### Esercizio proposto
Trascrivi per intero il brano sull'atto di scattare una fotografia, senza cambiare nulla.

### Brano proposto
---+---

Cosa pensiamo mentre scattiamo una fotografia?
Stiamo camminando da qualche parte, per le strade di una città turistica piena di monumenti, in riva al mare o su un sentiero di montagna mentre si appresta l'ora del tramonto, siamo davanti alla Tour Eiffel, oppure siamo in un parco e ci sono dei bambini che giocano sulle altalene, e all'improvviso scatta una molla dentro di noi, ci fermiamo, prendiamo la macchina fotografica o il cellulare, e scattiamo una foto.
Esiste una forza inspiegabile, come l'inerzia che muove in avanti gli oggetti dentro un'automobile durante una brusca frenata, un forza gravitazionale cosmica che ci spinge in maniera quasi automatica ad estrarre la fotocamera dalla borsa e scattare quello che abbiamo davanti.
Ci facciamo trascinare dall'entusiasmo che genera in noi la vista di un soggetto "interessante"!
Vogliamo immortalare quella bellissima visione che abbiamo davanti, perché è bella intrinsecamente, e perché vorremmo in futuro condividere quella bella immagine con le persone che conosciamo, amici e parenti, condividere con loro le sensazioni che abbiamo provato in quel momento.

---+---

### Voci
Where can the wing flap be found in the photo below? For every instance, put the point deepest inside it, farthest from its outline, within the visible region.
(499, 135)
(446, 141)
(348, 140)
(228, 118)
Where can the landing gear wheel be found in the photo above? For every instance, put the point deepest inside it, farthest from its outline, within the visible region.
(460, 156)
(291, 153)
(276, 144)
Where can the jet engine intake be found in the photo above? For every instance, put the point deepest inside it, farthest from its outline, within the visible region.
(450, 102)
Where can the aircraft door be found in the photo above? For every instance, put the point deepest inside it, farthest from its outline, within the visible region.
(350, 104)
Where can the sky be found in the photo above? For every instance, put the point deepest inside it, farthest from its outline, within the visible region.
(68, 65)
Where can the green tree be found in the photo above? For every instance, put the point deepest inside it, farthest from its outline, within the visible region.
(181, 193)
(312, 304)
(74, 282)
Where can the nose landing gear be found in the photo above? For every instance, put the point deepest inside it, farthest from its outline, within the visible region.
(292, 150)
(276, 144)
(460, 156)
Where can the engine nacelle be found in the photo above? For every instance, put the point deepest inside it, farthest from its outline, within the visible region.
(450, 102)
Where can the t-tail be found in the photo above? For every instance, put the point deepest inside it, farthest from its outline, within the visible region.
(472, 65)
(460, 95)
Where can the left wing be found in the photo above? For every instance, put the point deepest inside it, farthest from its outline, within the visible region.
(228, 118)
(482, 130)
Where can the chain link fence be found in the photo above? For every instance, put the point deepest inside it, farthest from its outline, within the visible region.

---+---

### Esercizio svolto
Cosa pensiamo mentre scattiamo una fotografia?
Stiamo camminando da qualche parte, per le strade di una città turistica piena di monumenti, in riva al mare o su un sentiero di montagna mentre si appresta l'ora del tramonto, siamo davanti alla Tour Eiffel, oppure siamo in un parco e ci sono dei bambini che giocano sulle altalene, e all'improvviso scatta una molla dentro di noi, ci fermiamo, prendiamo la macchina fotografica o il cellulare, e scattiamo una foto.
Esiste una forza inspiegabile, come l'inerzia che muove in avanti gli oggetti dentro un'automobile durante una brusca frenata, un forza gravitazionale cosmica che ci spinge in maniera quasi automatica ad estrarre la fotocamera dalla borsa e scattare quello che abbiamo davanti.
Ci facciamo trascinare dall'entusiasmo che genera in noi la vista di un soggetto "interessante"!
Vogliamo immortalare quella bellissima visione che abbiamo davanti, perché è bella intrinsecamente, e perché vorremmo in futuro condividere quella bella immagine con le persone che conosciamo, amici e parenti, condividere con loro le sensazioni che abbiamo provato in quel momento.